- [What to do]: The data below is to be repeated in full, exactly as shown.
(Source data Opens)
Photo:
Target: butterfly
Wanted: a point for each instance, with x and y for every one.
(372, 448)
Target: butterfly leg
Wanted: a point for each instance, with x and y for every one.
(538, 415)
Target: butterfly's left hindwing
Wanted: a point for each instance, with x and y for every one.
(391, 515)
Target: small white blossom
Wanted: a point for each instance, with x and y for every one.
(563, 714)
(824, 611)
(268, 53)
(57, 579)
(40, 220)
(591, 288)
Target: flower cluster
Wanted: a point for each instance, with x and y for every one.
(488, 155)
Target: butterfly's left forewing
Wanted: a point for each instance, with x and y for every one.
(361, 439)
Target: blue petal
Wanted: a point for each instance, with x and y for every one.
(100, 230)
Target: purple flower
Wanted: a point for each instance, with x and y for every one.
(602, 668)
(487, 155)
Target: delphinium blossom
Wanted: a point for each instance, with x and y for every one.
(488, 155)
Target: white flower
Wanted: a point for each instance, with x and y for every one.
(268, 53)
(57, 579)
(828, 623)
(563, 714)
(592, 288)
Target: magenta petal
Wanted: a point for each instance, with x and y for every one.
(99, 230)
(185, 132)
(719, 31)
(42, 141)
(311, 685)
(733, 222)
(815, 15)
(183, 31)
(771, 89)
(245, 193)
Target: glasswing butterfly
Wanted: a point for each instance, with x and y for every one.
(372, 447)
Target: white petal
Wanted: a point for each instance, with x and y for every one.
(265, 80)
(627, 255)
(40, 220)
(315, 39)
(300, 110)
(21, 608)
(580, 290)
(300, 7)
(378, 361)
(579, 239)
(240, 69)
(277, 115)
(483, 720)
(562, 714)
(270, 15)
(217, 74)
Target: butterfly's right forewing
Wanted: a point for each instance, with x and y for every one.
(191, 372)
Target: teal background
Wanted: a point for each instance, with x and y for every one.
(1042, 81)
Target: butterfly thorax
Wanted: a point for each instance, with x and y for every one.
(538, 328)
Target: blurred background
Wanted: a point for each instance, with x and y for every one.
(Source data Closes)
- [Solution below]:
Photo:
Target: butterfly
Wanted: a point for each instance, with x and y for every one.
(372, 448)
Target: butterfly leg
Wanted: a point for each instance, with x and y for every one.
(538, 415)
Target: butterfly's left hindwing
Wanted: a point for each instance, with x and y for every one.
(391, 515)
Target: small white blossom
Wanted: a point for each instance, with x and y for every one.
(563, 714)
(824, 611)
(268, 53)
(57, 579)
(40, 220)
(591, 288)
Target: flower cluster
Wanted: a point for each instance, with x and y for every one.
(488, 155)
Target: butterfly's left forewing
Wanted: a point for each instance, with x and y for every one.
(361, 439)
Target: blue petal
Wanted: a point for each instance, with x and y for every one.
(100, 230)
Target: purple flower
Wanted: a point for each instance, with x and y for every one.
(602, 668)
(487, 155)
Target: delphinium blossom
Wanted: a point for each instance, with x and y for every one.
(488, 155)
Target: white flower
Wanted: a point for each instance, with x and y for every one.
(268, 53)
(57, 579)
(828, 623)
(563, 714)
(592, 288)
Target: magenta petal
Wanted: a point for each instance, with x and y for every one.
(99, 230)
(185, 132)
(719, 31)
(42, 141)
(311, 685)
(733, 222)
(815, 15)
(183, 31)
(771, 89)
(245, 193)
Target: glasswing butterfly
Wanted: a point for each instance, with x and y for every one.
(372, 447)
Target: white petal
Wanted: a point for each instance, with x and y for every one.
(265, 80)
(627, 255)
(40, 220)
(315, 39)
(300, 110)
(21, 608)
(580, 290)
(300, 7)
(378, 361)
(579, 239)
(240, 69)
(277, 115)
(483, 720)
(562, 714)
(270, 15)
(217, 74)
Target: butterfly's right forewing
Wanted: a point for each instance, with x and y for every one.
(191, 372)
Target: teal background
Wanted: a point for each instance, with x and y for every one.
(1042, 81)
Target: butterfly thorax
Wanted: a point for each instance, with x and y for every one.
(538, 328)
Target: blurred background
Wanted: a point for each instance, with x and y for every one.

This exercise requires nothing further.